Top of Data supplied

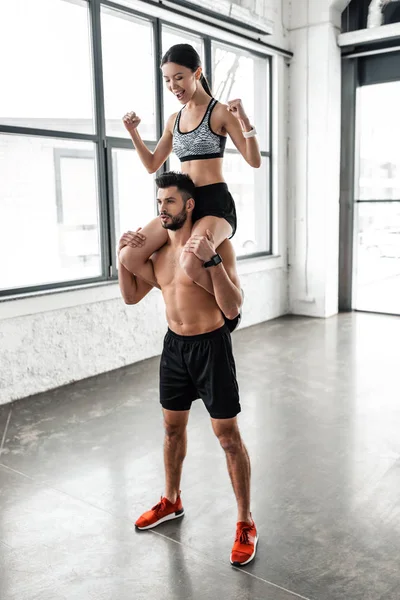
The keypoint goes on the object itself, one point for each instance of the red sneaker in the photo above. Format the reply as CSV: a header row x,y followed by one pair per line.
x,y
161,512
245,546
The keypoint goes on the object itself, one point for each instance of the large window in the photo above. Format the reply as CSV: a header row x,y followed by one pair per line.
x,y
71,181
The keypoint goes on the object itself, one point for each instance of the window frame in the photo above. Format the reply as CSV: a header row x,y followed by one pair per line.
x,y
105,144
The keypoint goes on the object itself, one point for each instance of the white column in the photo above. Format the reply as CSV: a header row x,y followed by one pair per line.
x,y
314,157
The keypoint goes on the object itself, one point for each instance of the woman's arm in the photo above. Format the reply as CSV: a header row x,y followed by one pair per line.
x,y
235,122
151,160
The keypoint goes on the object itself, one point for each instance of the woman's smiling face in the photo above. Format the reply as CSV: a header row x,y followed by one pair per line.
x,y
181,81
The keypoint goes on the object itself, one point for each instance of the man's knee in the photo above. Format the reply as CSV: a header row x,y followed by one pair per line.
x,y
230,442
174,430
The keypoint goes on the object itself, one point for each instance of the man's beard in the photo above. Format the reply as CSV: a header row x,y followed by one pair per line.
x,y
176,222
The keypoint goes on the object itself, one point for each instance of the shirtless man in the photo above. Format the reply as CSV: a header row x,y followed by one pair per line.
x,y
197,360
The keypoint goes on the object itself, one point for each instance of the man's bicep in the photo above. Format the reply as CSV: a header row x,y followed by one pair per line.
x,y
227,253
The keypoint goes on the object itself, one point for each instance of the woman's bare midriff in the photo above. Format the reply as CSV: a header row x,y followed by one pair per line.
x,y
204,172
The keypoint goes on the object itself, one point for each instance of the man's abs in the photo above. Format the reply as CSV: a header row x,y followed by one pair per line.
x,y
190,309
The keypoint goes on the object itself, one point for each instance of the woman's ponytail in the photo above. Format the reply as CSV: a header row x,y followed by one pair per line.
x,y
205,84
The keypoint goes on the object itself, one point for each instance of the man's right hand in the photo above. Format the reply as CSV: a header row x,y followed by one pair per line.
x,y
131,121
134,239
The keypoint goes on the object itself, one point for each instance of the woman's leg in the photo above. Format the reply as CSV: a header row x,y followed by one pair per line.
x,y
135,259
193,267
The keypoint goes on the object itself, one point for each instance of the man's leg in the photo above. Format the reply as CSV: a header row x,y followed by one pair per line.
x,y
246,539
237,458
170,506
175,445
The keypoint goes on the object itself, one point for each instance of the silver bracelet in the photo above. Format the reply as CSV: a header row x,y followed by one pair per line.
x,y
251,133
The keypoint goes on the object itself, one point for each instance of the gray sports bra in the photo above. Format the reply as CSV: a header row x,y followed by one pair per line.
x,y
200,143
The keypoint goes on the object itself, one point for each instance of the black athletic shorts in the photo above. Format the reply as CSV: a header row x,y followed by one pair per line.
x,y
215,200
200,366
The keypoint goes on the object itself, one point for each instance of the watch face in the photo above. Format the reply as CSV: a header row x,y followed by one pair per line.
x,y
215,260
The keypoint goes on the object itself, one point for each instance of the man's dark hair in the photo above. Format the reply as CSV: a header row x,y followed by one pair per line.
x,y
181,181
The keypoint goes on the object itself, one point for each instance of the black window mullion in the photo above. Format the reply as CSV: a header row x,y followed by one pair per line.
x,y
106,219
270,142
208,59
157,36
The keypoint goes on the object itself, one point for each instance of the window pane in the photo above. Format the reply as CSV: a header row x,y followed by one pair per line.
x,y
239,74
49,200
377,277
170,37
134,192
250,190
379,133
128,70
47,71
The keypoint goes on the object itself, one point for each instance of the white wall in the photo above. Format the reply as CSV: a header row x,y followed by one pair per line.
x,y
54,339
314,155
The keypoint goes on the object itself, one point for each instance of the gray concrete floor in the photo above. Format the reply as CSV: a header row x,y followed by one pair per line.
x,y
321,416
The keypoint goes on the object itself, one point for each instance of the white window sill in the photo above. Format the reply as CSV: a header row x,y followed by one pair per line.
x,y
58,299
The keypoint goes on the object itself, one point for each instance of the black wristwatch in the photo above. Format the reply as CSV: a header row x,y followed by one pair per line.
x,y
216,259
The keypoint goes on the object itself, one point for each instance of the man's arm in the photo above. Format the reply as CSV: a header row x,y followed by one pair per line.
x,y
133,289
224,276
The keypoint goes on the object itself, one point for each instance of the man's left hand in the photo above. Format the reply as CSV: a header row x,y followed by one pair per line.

Bottom of Data supplied

What you will do = Would you provide an exact, picture-free copy of the data above?

Your solution =
The keypoint goes on the object itself, one point for each instance of the red sneaker in the photo above. Format the reply as CSV: a header row x,y followed by one pair per line.
x,y
161,512
245,546
The keypoint goes on the object itself, one point for each instance of the large window in the photo above. Format the reply as CSV: a header row x,y followed by one pair per line.
x,y
71,181
The keypoint goes on the object itself, one point for each instance of the window frame in the photo above. Format the reply as CSV: a header row x,y followed by one pair per line.
x,y
105,144
The keypoint goes on the object itself, one point for each instance of the white column in the photo above. Format the reply as CSV: a header row x,y followed by one pair per line.
x,y
314,157
The keypoint goes on the object itself, one point for each instance of the woman's arm in the photo above. Format the reply as CSV: a header row x,y followed by one pair per line.
x,y
235,122
151,160
The keypoint goes on the object itself, one point for each instance of the woman's smiling face in the photo above. Format the reply as CSV: a header row x,y followed by one pair per line.
x,y
181,81
The keypoint goes on the object itself, one point for each instance of the man's knee in the photo above. Format the reply as CSV: a header row x,y followed by one pair per line.
x,y
230,442
174,430
The keypoint goes on the object itself, one point for each instance of the man's beard in the photo above. Format the reply as CSV: a header row x,y followed by one pair per line.
x,y
176,222
The keypoint goes on the object itself, one point for each instance of the shirtless man in the photo above. Format the reply as CSV: a header row x,y followed by one pair per line.
x,y
197,360
The keypoint goes on the object itself, one point for each instance of the man's bicep in the photo above. Format the reply as CSV: a header row x,y followed by one pair per line.
x,y
227,253
The keypoint goes on the object itself, one point for each instance of the woman's bare midriff in the photo above. Format the reply as CSV: a header row x,y followed by one pair per line.
x,y
204,172
The keypoint goes on the object itself, one point for each instance of the man's abs in the photo above. Format the reply as CSV: a header row x,y followed by one pair per line.
x,y
190,309
The keypoint goes on the object itself, one point for each instance of the woman's ponytail in the photo above. Format the reply as CSV: a header row x,y followed by one pair per line.
x,y
205,84
The keypoint goes on the object itself, one point for each instance of the man's right hand in the photo above. Format the reply as CSV: a header row x,y followed by one pair per line.
x,y
131,121
134,239
The keypoint goes on the object itself, one point for each instance of the woman's leg in the photo above. Format the reply as CSV: a header row x,y followed by one pair per line.
x,y
135,259
193,267
The keypoint goes on the object itself, one point for each instance of the man's leg in the photo above. Format the reply as CSV: a header row x,y followed by one pair per line.
x,y
246,539
237,458
170,506
175,445
The keypoint goes on the object itself, one point for each instance of the silver bracelet in the photo above. Format the reply as CSV: a header row x,y followed by one pair per line.
x,y
251,133
The keypoint goes on the object itself, one point for each instance of the gray sports bra in the photo above. Format the reply as CSV: a header row x,y followed by one pair per line.
x,y
200,143
The keypoint goes on the object itself, one point for each instance of the black athletic shorts in the photo above. Format the reply as CSV: a header row x,y followed by one pair per line.
x,y
215,200
200,366
The keypoint goes on the object itself, one point for each instance of the watch face in the photo above. Format the reply as CSV: a header row x,y followed by one pair per line.
x,y
215,260
The keypoint goes on the object itself, one point for each instance of the man's dark hair in the photo above. Format the reply as CSV: a header row x,y followed by one pair per line.
x,y
181,181
The keypoint goes on the object itself, one point for each instance of the black window mullion in the photo above. Format the reply as CSV: a header row x,y followed by one pair per line.
x,y
106,219
270,142
208,59
157,36
The keypoint goes on the object itself, one point for each instance of the window pane in the photo above. Format the reply as CSV: a header row x,y followed by one pair per line.
x,y
239,74
49,200
377,277
170,37
134,192
250,190
379,133
128,70
47,71
The keypoint goes on the object itself, one point for each instance of the white wall in the photo above. Format the reply as CSV: a header row x,y followed by one pair per line.
x,y
54,339
314,155
The keypoint goes on the object itself, one point for each instance of the gray concrete floor in the photo above. Format the reply as CSV: a header row x,y followed by one pair per line.
x,y
321,416
The keypoint goes on the object itself, one point for each instance of the white window sill in the photo above. Format the reply as CSV: a header row x,y followed by one pair per line.
x,y
58,299
The keypoint goes on the object itself, one point for each instance of the black wristwatch in the photo above. Format the reply as CSV: a header row x,y followed by one pair per line.
x,y
216,259
The keypoint goes on the object itself, one point for each instance of the man's arm in the photo above. Format the reply as CSV: a header row x,y followed by one pair per line.
x,y
133,289
224,276
The keypoint goes on the object itself, one point for each instance of the man's left hand in the photo above. Format the reply as CSV: a header row x,y followed by one pair per line.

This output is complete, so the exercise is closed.